- [WHAT TO WORK ON]
Copy word for word the section of the patent text on self-organizing swarm intelligent wells below, starting at "[0006] FIG. 1.1" and ending at "example in accordance with one or more embodiments.".

- [PASSAGE SHOWN]
* * * * *

A method for performing a field operation of a field involves receiving, by a first computing unit associated with a first well in the field, first data from one or more first downhole sensors of the first well, building, using a machine learning algorithm, a first predictive model for the first well based at least on the first data, determining, by the first computing unit based on an objective function, a first input value set of the first predictive model for achieving a target result of modulating a first control device in the first well, generating, by the first computing unit, a first control signal based on the first input value set, and modulating, using the first control signal, the first control device.

Description

SELF-ORGANIZING SWARM INTELLIGENT WELLS
CROSS-REFERENCE TO RELATED APPLICATIONS
[0001] This application claims priority to U.S. Provisional Patent Application Serial
Number 62/236577, filed on October 02, 2015, which is incorporated herein by reference in its entirety.
BACKGROUND
[0002] In a closed-loop intelligent well workflow, a well-centric loop optimizes the production in each well by controlling individual zones. The flow control valve (FCV) adjustments are often controlled from surface, based on the data transmitted from the well. The optimization cycle in these workflows may depend on a reservoir simulation workflow to test various control combinations and resulting production profiles. Adjusting the FCV and performing reservoir simulation often involves a human operator.
SUMMARY
[0003] In general, in one aspect, embodiments of self-organizing swarm intelligent wells relate to a method for performing a field operation of a field. The method includes receiving, by a first computing unit associated with a first well in the field, first data from one or more first downhole sensors of the first well, building, using a machine learning algorithm, a first predictive model for the first well based at least on the first data, determining, by the first computing unit based on an objective function, a first input value set of the first predictive model for achieving a target result of modulating a first control device in the first well, generating, by the first computing unit, a first control signal based on the first input value set, and modulating, using the first control signal, the first control device.
[0004] Other aspects will be apparent from the following description and the appended claims.
BRIEF DESCRIPTION OF DRAWINGS
[0005] The appended drawings illustrate several embodiments of self-organizing swarm intelligent wells and are not to be considered limiting of its scope, for self-organizing swarm intelligent wells may admit to other equally effective embodiments.
[0006] FIG. 1.1 is a schematic view, partially in cross-section, of a field in which one or more embodiments of self-organizing swarm intelligent wells may be implemented.
[0007] FIG. 1.2 shows a schematic diagram of a system in accordance with one or more embodiments.
[0008] FIGS. 2.1 and 2.2 show a flowchart of an example method in accordance with one or more embodiments.
[0009] FIGS. 3.1, 3.2, 3.4, and 3.4 show an example in accordance with one or more embodiments.
[0010] FIGS. 4.1 and 4.2 show computing systems in accordance with one or more embodiments.
DETAILED DESCRIPTION
[0011] Specific embodiments will now be described in detail with reference to the accompanying figures. Like elements in the various figures are denoted by like reference numerals for consistency. [0012] In the following detailed description of embodiments, numerous specific details are set forth in order to provide a more thorough understanding. However, it will be apparent to one of ordinary skill in the art that one or more embodiments may be practiced without these specific details. In other instances, well-known features have not been described in detail to avoid unnecessarily complicating the description.

* * * * *

- [STORED DATA]
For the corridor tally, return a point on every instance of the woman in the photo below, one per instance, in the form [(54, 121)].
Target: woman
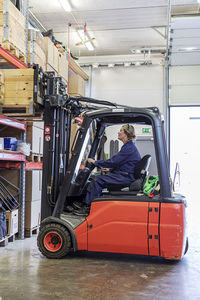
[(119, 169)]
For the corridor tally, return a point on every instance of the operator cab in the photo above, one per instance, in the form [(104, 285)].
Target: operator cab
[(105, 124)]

* * * * *

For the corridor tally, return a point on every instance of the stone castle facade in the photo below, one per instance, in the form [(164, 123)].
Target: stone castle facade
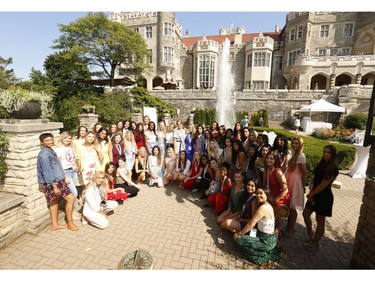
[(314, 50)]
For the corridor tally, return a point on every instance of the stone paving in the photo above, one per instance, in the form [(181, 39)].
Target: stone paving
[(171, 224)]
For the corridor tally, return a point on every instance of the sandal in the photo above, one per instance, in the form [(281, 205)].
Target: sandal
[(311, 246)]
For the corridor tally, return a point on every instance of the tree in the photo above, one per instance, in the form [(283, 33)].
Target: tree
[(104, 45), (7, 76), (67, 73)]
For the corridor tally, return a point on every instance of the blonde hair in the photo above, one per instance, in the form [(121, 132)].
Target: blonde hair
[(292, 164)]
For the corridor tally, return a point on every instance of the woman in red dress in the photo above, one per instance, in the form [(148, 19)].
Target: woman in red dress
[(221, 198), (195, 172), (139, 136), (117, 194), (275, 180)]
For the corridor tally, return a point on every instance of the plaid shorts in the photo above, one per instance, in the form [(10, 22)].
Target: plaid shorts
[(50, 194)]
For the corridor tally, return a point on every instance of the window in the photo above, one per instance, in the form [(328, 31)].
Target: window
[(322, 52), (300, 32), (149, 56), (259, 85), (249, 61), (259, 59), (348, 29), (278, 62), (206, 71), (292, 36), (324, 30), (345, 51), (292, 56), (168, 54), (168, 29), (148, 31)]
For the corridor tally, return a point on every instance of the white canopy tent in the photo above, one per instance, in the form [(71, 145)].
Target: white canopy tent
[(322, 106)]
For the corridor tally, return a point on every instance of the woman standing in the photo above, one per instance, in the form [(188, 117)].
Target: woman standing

* * * * *

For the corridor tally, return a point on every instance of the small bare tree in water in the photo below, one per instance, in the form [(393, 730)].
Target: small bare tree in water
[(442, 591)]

* * * * *

- [SOLUTION FOR THIS TASK]
[0006] FIG. 1.1 is a schematic view, partially in cross-section, of a field in which one or more embodiments of self-organizing swarm intelligent wells may be implemented.
[0007] FIG. 1.2 shows a schematic diagram of a system in accordance with one or more embodiments.
[0008] FIGS. 2.1 and 2.2 show a flowchart of an example method in accordance with one or more embodiments.
[0009] FIGS. 3.1, 3.2, 3.4, and 3.4 show an example in accordance with one or more embodiments.